- Texto para leer:
No podemos ocultar que muchos que profesaban ser discípulos
de Jesús han cometido errores a lo largo de la historia. Con frecuencia,
ante problemas graves, han pensado que primero se debía mejorar la tierra y
después pensar en el cielo. La tentación ha sido considerar que, ante
necesidades urgentes, en primer lugar se debía actuar cambiando las
estructuras externas. Para algunos, la consecuencia de esto ha sido la
transformación del cristianismo en moralismo, la sustitución del creer por
el hacer. Por eso, mi predecesor de venerada memoria, Juan Pablo II, observó
con razón: «La tentación actual es la de reducir el cristianismo a una
sabiduría meramente humana, casi como una ciencia del vivir bien. En un
mundo fuertemente secularizado, se ha dado una “gradual secularización de la
salvación”, debido a lo cual se lucha ciertamente en favor del hombre, pero
de un hombre a medias, reducido a la mera dimensión horizontal. En cambio,
nosotros sabemos que Jesús vino a traer la salvación integral» (Enc.
Redemptoris missio,
11).

- Entradas aportadas:

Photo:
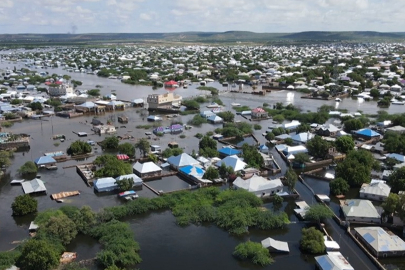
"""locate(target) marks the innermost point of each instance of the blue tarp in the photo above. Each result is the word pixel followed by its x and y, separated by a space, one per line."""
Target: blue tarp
pixel 367 133
pixel 45 160
pixel 227 151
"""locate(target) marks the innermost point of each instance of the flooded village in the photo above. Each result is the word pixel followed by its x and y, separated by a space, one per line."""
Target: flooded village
pixel 314 132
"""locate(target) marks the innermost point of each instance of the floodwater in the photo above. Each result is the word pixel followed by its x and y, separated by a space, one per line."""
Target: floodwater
pixel 162 242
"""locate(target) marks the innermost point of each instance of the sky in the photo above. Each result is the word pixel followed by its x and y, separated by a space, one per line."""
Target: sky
pixel 164 16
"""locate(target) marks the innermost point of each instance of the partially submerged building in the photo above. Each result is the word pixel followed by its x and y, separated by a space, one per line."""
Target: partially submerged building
pixel 380 242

- Tarea a realizar: Prosigue el texto sobre la tentación de reducir el cristianismo a una sabiduría humana a partir de donde termina. Los ítems no tienen relación con el texto.

- Resultado:
Teniendo en cuenta la victoria de Cristo sobre todo mal que
oprime al hombre, la Cuaresma nos quiere guiar precisamente a esta salvación
integral. Al dirigirnos al divino Maestro, al convertirnos a Él, al
experimentar su misericordia gracias al sacramento de la Reconciliación,
descubriremos una «mirada» que nos escruta en lo más hondo y puede reanimar
a las multitudes y a cada uno de nosotros. Devuelve la confianza a cuantos
no se cierran en el escepticismo, abriendo ante ellos la perspectiva de la
salvación eterna. Por tanto, aunque parezca que domine el odio, el Señor no
permite que falte nunca el testimonio luminoso de su amor. A María, «fuente
viva de esperanza» (Dante Alighieri, Paraíso, XXXIII, 12), le
encomiendo nuestro camino cuaresmal, para que nos lleve a su Hijo. A ella le
encomiendo, en particular, las muchedumbres que aún hoy, probadas por la
pobreza, invocan su ayuda, apoyo y comprensión. Con estos sentimientos,
imparto a todos de corazón una especial Bendición Apostólica.
Vaticano, 29 de septiembre de 2005.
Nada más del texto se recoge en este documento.